BEGIN SOURCE RECORDS

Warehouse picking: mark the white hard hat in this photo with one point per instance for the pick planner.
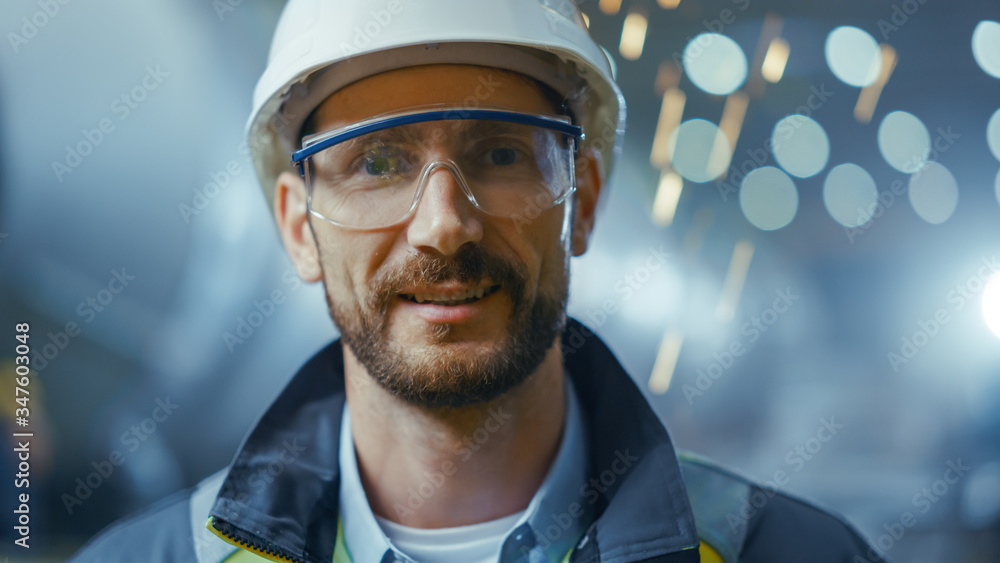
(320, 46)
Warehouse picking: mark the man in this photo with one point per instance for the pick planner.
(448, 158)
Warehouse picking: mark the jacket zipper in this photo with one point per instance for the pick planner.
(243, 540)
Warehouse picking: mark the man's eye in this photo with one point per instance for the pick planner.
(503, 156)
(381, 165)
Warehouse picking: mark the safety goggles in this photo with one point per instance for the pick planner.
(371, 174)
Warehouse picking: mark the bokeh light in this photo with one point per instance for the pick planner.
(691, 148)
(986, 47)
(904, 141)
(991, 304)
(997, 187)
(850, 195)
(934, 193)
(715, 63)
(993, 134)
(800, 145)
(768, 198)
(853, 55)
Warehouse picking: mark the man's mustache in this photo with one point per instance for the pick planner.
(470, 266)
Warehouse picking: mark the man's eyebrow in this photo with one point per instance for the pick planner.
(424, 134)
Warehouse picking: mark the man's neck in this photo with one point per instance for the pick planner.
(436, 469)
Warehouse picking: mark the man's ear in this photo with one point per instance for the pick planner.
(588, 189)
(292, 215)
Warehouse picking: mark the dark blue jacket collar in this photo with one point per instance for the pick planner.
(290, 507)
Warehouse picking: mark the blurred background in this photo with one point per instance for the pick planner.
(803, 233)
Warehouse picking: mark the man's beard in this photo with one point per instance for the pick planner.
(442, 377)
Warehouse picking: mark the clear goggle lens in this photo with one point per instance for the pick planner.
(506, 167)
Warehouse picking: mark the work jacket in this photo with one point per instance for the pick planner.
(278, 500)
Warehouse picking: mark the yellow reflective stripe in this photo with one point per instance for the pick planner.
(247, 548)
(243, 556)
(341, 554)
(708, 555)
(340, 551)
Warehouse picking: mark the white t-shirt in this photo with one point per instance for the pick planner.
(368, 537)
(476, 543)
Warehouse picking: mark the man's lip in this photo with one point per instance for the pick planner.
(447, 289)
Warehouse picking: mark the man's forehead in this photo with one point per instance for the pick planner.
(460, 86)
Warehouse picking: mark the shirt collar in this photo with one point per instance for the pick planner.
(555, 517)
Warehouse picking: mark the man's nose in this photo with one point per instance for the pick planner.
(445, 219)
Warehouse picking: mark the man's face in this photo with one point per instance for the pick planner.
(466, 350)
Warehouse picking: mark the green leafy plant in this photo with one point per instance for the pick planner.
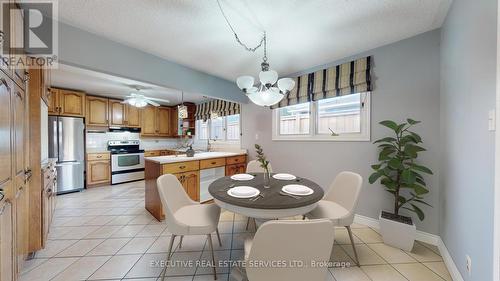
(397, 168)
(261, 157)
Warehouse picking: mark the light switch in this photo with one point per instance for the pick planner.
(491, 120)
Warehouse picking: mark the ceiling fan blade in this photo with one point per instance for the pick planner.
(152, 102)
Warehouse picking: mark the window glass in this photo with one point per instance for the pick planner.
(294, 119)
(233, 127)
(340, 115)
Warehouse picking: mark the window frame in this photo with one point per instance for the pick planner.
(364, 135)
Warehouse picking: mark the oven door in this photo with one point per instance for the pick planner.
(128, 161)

END SOURCE RECORDS

**EXERCISE PROMPT:**
Return every line of the records exactly as given, pictures excluded.

**CORRECT RESPONSE:**
Warehouse picking: mark the white hard hat in this photo with one point per instance for the pick planner.
(320, 46)
Warehouse picking: mark the man in this photo with one point per instance for the pick planner.
(448, 158)
Warehouse picking: mark the jacket zipper in this photo with one point per instance for the pick planner.
(243, 540)
Warehouse picking: mark the man's eye in this photo with one point per instance for the pick planner.
(503, 156)
(381, 165)
Warehouse picking: mark the safety goggles in this photo with one point per instance for the pick planner.
(371, 174)
Warehouse picking: mark the bokeh light in this photo with one point per instance for the pick planner.
(691, 148)
(986, 47)
(904, 141)
(991, 304)
(997, 187)
(850, 195)
(934, 193)
(715, 63)
(993, 134)
(800, 145)
(768, 198)
(853, 55)
Warehouse picking: mark the man's mustache in this photo with one point per instance for the pick planner.
(470, 266)
Warehouse picking: mark the man's eyebrow in this photo with one point per instance for the pick planner.
(424, 134)
Warehouse picking: mark the man's neck in this photo with one point per instance for the pick planner.
(436, 469)
Warehouse picking: mark the man's ear in this photo with one point per instance for the pick planner.
(588, 189)
(292, 215)
Warehouse picking: mark the dark blue jacket collar in this photo with one point per instance for the pick planner.
(290, 507)
Warehouse picking: mark the blurred background in this photo with one point per instance for the pick planner.
(803, 233)
Warehouse picking: mark the man's beard in this photo with one point per instance for the pick planner.
(442, 377)
Warehouse picking: mark the clear goggle lens in this photo with one point per instance for the pick planner.
(506, 167)
Warehouse picking: mark the work jacket in this photo with one point per instance for the pick planner.
(278, 500)
Warehouse picking: mark the yellow reflective stripe in this photo with one point per instance for the pick planner.
(247, 548)
(243, 556)
(341, 554)
(708, 555)
(340, 551)
Warehouse picking: mark the white t-shirt in this photo with one point per instance for the pick planner.
(368, 537)
(476, 543)
Warehouse picking: mark the man's lip in this photo with one point per instance for the pick planner.
(447, 289)
Warehouse picking: mark the man's forehead in this photo with one point per instance for the pick planner.
(460, 86)
Warehouse picking: mark the shirt collar in this photo with one point per instance for the pick planner.
(555, 517)
Warehouse picking: mark the man's nose in this photo with one point per instance for the pick planner.
(445, 219)
Warehouse picking: mark the man's face in this photo with one point per instance for the pick planner.
(466, 350)
Warehouse picking: mark the green leafy plant in this photo with one point per instance for the pick planner.
(397, 168)
(261, 157)
Warehouse picking: mark the light switch in this photo with one point per instance for the pick planner.
(491, 120)
Warehouse picking: mark the ceiling fan blade in this photo with one point per instance for the pick planner.
(152, 102)
Warehouse picking: mark the window glass in this photo with one point per instance for the pick planner.
(294, 119)
(233, 127)
(340, 115)
Warehouse picking: mark the window frame in this photo with one point per instance for the pick planner.
(364, 135)
Warehouse picking: mark the oven door in this photo with one point per instance for the pick planner.
(128, 161)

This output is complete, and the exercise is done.